- [REQUIRED WORK]:
Reproduce the material below line by line, beginning with its first line and ending with the line that contains "Task: point to every instance of the waterfront"; leave out pictures.

"""

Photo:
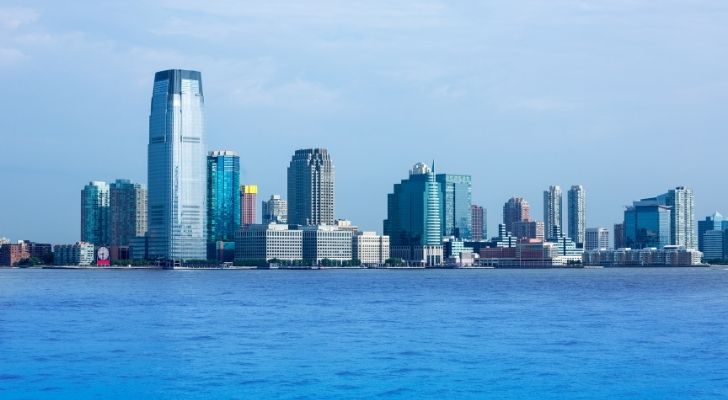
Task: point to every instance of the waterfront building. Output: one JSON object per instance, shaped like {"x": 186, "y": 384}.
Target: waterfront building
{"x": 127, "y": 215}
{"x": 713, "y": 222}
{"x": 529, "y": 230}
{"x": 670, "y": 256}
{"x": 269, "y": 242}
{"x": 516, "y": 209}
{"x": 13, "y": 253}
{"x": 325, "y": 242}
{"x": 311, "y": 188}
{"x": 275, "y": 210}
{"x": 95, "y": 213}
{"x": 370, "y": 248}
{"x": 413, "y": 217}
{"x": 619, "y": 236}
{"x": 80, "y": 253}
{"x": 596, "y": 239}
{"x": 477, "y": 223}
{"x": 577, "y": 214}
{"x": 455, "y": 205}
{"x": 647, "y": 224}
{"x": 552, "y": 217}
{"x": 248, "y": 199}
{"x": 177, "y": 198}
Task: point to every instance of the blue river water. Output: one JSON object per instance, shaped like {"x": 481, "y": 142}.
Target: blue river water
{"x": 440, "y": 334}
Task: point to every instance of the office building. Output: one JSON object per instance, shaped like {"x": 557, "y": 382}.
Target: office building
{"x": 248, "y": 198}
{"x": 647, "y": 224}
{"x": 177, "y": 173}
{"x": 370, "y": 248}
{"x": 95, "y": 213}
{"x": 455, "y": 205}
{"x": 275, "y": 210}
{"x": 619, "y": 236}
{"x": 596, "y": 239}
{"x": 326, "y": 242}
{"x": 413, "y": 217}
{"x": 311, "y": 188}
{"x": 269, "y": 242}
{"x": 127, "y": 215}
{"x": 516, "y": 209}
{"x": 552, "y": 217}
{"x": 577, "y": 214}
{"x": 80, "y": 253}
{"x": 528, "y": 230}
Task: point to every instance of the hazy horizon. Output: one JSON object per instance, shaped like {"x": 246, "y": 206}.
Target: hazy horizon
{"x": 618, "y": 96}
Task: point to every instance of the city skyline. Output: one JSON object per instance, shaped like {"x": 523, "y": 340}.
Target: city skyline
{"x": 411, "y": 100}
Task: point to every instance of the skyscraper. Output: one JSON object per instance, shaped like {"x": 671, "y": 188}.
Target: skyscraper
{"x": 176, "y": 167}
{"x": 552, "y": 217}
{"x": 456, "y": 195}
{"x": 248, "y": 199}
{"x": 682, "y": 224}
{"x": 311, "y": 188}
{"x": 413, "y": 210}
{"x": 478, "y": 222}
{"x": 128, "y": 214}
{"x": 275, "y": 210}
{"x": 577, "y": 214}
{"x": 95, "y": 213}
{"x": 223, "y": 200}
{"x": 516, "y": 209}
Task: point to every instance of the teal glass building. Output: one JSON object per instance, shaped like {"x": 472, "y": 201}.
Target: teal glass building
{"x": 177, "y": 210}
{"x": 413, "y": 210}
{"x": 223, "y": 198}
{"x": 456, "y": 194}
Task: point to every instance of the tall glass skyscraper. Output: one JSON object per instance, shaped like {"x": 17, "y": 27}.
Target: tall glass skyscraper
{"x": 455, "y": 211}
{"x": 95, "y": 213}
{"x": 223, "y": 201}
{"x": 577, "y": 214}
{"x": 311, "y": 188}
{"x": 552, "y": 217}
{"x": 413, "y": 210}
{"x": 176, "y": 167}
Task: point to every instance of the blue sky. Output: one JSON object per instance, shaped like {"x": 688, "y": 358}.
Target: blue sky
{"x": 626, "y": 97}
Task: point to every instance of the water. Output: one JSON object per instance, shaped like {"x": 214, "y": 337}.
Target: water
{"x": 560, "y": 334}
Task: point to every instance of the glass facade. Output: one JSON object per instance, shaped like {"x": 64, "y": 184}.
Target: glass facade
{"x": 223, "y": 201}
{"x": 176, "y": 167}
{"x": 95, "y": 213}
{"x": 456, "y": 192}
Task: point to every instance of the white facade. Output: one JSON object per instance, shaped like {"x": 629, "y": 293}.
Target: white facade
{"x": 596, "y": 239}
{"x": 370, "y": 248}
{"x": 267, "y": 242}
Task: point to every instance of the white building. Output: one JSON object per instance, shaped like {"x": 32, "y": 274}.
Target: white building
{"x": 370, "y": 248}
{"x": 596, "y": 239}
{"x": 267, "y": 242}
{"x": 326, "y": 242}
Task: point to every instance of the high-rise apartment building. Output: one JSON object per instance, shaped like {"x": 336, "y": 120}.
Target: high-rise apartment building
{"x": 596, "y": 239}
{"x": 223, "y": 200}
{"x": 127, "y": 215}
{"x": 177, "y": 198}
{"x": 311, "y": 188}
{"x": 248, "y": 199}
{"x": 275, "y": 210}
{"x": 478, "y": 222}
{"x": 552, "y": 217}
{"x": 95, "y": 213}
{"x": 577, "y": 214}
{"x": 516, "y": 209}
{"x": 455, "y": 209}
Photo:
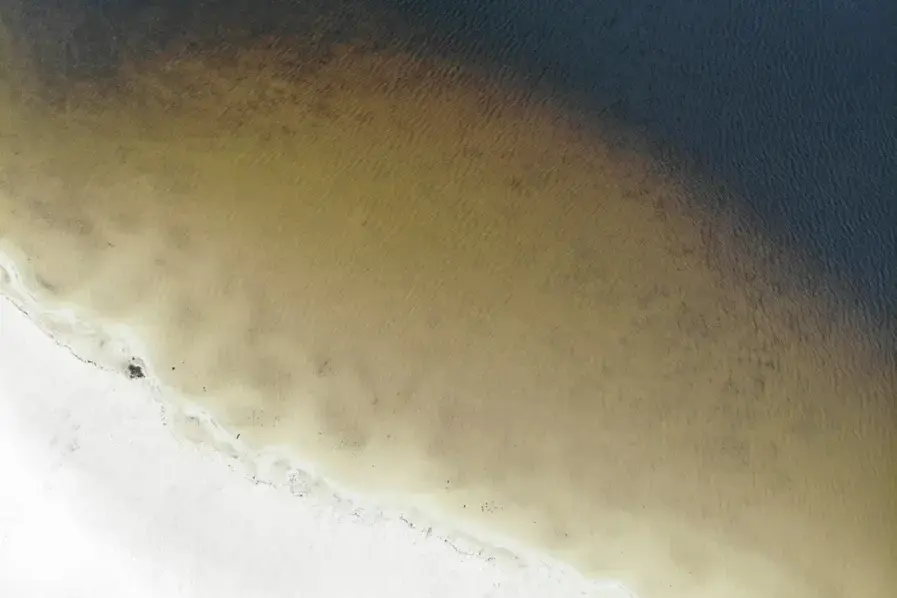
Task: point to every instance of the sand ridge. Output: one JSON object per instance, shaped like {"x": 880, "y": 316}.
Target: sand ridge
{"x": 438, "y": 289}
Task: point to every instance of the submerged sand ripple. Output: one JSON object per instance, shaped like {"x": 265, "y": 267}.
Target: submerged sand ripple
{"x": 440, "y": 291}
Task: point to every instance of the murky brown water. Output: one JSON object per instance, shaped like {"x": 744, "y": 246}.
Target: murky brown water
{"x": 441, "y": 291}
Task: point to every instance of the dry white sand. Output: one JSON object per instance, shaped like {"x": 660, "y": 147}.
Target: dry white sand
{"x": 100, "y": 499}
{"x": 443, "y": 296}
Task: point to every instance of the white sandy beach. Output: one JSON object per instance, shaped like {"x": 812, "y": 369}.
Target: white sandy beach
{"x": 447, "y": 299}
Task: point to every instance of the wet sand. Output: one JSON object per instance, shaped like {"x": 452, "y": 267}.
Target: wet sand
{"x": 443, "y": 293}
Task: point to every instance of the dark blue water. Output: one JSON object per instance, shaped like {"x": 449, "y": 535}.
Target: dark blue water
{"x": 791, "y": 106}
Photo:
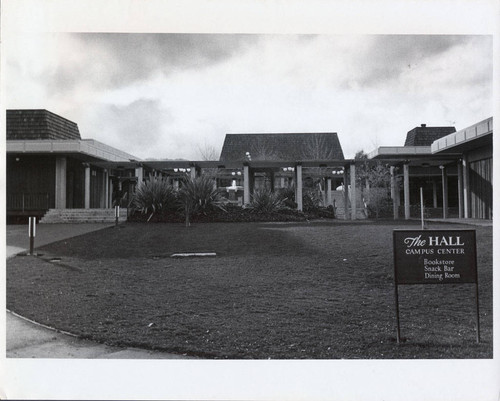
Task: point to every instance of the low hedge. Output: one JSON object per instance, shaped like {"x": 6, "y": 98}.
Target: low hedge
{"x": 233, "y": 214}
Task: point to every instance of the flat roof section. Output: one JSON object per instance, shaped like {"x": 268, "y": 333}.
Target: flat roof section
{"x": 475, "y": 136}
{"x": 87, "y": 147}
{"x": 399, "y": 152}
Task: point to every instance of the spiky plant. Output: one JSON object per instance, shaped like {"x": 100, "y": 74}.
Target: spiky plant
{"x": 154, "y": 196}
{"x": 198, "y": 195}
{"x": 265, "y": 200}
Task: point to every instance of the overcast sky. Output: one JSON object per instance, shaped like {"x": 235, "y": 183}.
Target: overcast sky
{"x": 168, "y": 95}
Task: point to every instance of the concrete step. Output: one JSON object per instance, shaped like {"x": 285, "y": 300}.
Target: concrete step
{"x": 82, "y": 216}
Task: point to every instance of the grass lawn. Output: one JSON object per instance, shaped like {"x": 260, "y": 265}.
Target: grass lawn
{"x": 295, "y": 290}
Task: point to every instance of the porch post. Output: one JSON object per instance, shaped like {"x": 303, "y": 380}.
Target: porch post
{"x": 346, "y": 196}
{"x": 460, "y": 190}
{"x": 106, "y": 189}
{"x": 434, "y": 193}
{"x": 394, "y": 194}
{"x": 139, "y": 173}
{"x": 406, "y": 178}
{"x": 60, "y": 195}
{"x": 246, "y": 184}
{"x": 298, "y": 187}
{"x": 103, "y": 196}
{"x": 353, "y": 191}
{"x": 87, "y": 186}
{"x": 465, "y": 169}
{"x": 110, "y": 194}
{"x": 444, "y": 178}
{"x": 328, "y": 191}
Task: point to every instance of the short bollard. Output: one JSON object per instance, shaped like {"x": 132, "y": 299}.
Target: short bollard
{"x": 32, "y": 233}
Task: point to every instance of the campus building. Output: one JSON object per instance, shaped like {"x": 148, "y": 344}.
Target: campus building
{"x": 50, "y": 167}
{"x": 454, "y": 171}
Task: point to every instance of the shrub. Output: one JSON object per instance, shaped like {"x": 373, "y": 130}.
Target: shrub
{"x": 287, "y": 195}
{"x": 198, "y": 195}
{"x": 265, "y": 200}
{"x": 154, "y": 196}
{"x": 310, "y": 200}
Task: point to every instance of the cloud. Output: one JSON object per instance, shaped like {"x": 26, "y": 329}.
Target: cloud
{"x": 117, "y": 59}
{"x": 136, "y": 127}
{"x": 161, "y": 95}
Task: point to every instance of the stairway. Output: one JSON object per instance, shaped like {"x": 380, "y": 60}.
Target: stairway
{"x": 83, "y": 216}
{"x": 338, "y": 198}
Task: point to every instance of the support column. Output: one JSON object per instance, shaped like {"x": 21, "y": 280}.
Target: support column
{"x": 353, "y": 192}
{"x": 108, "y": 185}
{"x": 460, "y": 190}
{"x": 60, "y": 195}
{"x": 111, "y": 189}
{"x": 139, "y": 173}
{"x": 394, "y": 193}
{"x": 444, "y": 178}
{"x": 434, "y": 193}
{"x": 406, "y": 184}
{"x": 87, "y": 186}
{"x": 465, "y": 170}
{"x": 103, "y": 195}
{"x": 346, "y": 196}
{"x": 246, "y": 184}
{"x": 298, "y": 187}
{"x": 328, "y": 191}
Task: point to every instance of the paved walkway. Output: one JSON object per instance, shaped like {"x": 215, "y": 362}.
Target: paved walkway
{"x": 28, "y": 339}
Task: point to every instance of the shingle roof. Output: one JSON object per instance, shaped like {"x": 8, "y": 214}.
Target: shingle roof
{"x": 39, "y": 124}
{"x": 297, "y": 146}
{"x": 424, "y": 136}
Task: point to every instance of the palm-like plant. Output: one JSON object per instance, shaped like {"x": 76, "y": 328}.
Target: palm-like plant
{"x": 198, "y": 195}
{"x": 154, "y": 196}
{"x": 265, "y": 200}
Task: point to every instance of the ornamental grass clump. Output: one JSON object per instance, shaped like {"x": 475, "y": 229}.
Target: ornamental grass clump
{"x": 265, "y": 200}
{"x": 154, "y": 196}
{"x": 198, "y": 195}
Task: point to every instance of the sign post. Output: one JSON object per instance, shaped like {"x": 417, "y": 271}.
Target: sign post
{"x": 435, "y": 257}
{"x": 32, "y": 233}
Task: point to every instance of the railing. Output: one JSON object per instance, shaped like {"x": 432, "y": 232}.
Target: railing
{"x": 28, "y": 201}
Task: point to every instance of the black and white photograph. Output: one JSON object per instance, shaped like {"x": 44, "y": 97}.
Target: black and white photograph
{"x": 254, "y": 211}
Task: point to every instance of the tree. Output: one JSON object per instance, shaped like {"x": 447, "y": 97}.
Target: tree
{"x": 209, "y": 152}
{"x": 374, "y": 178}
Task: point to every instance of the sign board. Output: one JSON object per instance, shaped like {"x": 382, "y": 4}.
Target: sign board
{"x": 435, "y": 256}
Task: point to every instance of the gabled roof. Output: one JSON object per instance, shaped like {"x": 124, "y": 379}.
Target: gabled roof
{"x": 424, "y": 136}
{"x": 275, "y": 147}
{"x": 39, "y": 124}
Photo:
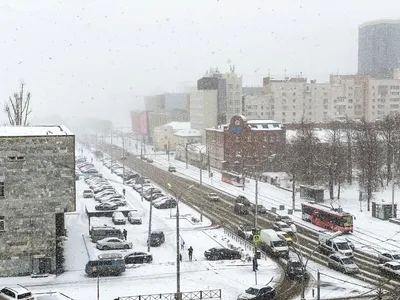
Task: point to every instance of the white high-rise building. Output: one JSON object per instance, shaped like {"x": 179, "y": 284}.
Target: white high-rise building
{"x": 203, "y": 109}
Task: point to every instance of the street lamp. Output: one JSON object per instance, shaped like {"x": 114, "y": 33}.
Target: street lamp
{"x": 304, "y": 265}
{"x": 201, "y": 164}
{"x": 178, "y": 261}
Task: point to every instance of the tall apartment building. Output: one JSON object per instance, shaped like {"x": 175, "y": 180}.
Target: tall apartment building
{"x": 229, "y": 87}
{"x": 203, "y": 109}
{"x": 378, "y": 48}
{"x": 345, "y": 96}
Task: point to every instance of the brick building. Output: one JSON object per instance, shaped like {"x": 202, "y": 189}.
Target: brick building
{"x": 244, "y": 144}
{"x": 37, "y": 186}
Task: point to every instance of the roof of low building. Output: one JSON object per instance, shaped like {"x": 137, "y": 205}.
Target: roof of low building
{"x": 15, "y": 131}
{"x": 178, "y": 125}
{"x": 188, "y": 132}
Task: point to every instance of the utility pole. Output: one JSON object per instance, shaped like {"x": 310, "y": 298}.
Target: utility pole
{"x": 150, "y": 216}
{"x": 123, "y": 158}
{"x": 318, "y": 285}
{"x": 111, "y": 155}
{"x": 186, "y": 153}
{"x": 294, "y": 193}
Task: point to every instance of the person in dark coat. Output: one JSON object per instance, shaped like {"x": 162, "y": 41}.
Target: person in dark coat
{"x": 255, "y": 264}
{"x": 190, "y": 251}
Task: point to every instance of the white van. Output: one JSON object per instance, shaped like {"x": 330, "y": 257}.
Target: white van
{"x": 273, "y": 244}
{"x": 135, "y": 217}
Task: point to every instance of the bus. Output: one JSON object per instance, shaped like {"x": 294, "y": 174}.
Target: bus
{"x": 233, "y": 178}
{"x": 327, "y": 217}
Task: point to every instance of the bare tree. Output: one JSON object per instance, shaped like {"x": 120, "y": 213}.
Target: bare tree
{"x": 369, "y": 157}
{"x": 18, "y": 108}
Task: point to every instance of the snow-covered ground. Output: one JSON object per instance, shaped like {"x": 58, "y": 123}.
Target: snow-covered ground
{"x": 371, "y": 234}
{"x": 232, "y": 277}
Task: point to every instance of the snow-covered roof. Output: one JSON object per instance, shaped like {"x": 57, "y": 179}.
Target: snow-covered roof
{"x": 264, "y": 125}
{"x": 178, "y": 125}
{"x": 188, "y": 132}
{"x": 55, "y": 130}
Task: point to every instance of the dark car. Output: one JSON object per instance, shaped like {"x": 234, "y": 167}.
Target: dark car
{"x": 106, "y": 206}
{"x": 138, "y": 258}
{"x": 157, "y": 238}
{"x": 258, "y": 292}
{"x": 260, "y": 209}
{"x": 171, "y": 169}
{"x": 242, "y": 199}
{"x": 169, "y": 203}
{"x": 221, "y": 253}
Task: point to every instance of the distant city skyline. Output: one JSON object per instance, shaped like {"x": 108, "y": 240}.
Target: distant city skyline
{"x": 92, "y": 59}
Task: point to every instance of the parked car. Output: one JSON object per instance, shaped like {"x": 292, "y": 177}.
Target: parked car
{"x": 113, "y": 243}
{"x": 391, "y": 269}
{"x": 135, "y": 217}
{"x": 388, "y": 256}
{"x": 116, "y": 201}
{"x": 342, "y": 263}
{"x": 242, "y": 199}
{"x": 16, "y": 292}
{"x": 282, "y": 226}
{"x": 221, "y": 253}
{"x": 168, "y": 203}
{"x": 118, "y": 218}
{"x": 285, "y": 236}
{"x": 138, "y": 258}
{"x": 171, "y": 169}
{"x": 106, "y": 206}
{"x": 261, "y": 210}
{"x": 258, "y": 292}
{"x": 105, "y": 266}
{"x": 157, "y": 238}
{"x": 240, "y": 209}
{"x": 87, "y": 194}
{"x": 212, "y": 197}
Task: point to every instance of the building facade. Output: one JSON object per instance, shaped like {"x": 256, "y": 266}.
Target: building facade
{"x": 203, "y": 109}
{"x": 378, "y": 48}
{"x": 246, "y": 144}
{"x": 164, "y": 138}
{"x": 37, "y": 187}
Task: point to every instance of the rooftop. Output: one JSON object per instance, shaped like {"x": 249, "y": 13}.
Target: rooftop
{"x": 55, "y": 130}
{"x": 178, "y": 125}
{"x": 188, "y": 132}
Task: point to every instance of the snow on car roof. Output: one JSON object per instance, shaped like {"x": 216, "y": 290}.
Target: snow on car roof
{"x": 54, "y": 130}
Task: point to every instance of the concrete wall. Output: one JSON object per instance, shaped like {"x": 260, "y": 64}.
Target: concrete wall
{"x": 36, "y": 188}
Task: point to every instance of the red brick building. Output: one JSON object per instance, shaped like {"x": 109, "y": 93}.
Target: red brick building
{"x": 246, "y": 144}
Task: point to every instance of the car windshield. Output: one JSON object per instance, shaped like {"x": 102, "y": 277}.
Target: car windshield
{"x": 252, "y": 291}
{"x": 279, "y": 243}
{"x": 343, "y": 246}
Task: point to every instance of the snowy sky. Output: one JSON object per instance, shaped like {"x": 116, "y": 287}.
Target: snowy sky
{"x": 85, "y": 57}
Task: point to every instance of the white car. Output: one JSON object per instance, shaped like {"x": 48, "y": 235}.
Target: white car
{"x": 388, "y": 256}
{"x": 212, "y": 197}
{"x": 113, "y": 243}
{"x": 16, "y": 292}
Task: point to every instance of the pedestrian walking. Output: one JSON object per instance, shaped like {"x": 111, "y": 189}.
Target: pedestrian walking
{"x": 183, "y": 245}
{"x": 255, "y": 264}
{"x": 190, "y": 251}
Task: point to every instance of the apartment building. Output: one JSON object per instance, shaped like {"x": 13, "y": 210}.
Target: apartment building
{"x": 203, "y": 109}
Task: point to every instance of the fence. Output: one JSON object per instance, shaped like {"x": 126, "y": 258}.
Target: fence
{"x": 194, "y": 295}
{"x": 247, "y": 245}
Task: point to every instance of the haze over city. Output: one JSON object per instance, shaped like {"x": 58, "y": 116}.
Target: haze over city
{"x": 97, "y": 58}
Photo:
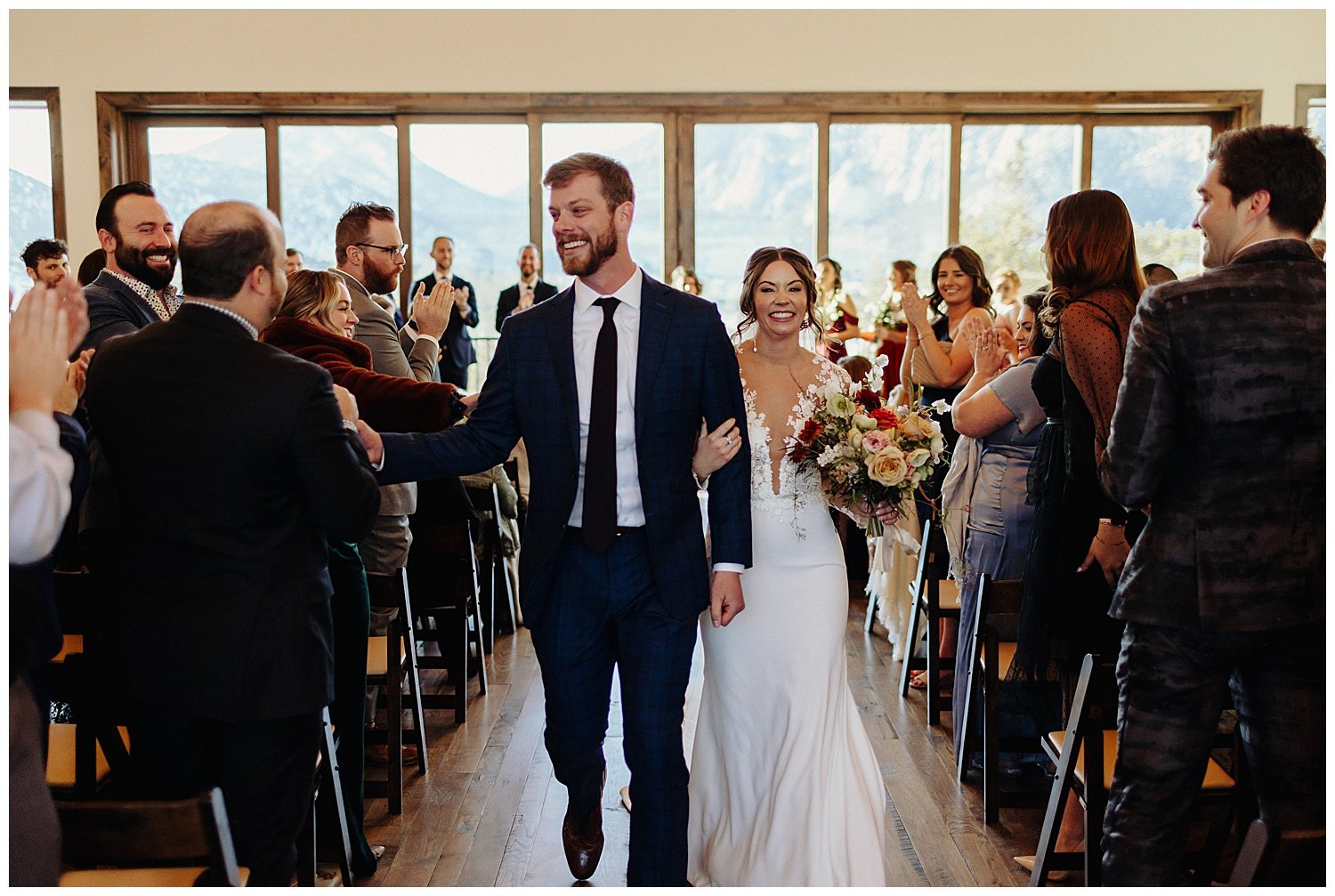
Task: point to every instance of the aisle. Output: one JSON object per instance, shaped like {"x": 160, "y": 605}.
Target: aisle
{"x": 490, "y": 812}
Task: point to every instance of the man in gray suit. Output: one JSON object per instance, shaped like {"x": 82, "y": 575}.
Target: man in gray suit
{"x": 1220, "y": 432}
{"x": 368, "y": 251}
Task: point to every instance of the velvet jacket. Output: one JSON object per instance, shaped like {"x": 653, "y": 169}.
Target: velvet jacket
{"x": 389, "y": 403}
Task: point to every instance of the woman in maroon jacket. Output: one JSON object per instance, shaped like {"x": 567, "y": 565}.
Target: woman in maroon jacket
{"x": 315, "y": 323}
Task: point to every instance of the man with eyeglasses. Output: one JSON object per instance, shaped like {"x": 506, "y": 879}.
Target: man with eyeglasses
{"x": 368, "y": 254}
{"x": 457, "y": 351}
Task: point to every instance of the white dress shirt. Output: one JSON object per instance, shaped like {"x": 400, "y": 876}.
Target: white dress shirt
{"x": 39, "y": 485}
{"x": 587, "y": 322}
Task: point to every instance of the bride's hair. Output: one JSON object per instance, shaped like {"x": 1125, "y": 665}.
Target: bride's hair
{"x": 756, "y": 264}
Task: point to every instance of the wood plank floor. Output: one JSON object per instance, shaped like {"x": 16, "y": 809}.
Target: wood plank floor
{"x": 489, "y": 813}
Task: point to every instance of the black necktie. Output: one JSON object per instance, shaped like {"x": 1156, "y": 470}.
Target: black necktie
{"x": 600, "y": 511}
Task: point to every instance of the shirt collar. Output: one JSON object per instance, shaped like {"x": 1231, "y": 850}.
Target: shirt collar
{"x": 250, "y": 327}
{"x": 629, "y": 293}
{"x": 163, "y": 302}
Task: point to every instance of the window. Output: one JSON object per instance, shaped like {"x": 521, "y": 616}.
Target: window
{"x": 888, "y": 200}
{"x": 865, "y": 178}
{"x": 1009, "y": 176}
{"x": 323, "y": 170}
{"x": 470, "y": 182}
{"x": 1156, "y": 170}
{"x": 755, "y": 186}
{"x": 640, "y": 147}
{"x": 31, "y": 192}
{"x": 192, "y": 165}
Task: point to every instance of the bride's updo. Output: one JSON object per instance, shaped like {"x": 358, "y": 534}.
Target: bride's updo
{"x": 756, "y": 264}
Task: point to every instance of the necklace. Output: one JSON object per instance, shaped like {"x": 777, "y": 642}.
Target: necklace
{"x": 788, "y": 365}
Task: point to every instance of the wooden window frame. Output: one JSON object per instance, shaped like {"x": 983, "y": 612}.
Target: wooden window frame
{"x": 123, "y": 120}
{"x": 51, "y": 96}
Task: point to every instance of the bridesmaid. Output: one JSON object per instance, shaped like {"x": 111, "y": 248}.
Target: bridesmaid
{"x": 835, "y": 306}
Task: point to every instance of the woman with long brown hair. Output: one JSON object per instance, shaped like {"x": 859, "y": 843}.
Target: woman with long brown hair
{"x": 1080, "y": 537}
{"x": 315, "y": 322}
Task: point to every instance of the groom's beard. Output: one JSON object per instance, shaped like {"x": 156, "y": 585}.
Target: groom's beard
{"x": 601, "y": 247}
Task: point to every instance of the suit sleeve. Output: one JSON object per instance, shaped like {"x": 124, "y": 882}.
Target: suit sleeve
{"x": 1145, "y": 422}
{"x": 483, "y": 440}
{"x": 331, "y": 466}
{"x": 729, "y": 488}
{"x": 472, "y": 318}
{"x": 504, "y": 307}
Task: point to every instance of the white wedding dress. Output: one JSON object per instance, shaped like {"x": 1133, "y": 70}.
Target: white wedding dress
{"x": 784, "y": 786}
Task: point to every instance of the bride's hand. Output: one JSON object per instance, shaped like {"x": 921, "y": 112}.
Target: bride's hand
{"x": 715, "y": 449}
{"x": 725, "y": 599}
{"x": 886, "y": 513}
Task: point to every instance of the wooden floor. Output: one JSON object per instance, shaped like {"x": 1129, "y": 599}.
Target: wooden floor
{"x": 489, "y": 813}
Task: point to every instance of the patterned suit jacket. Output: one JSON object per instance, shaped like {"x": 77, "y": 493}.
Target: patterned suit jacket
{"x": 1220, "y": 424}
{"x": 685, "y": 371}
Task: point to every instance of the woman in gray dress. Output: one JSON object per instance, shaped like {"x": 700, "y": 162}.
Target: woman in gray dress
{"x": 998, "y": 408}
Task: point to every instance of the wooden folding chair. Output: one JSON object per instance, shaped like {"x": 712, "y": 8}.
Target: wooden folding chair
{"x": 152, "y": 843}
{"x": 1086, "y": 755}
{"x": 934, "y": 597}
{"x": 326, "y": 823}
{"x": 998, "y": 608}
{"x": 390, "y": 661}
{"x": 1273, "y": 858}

"""

- [PROBLEM SOLUTION]:
Photo:
Task: point to every instance of the waterfront building. Output: one JSON object per instance, shaped like {"x": 186, "y": 384}.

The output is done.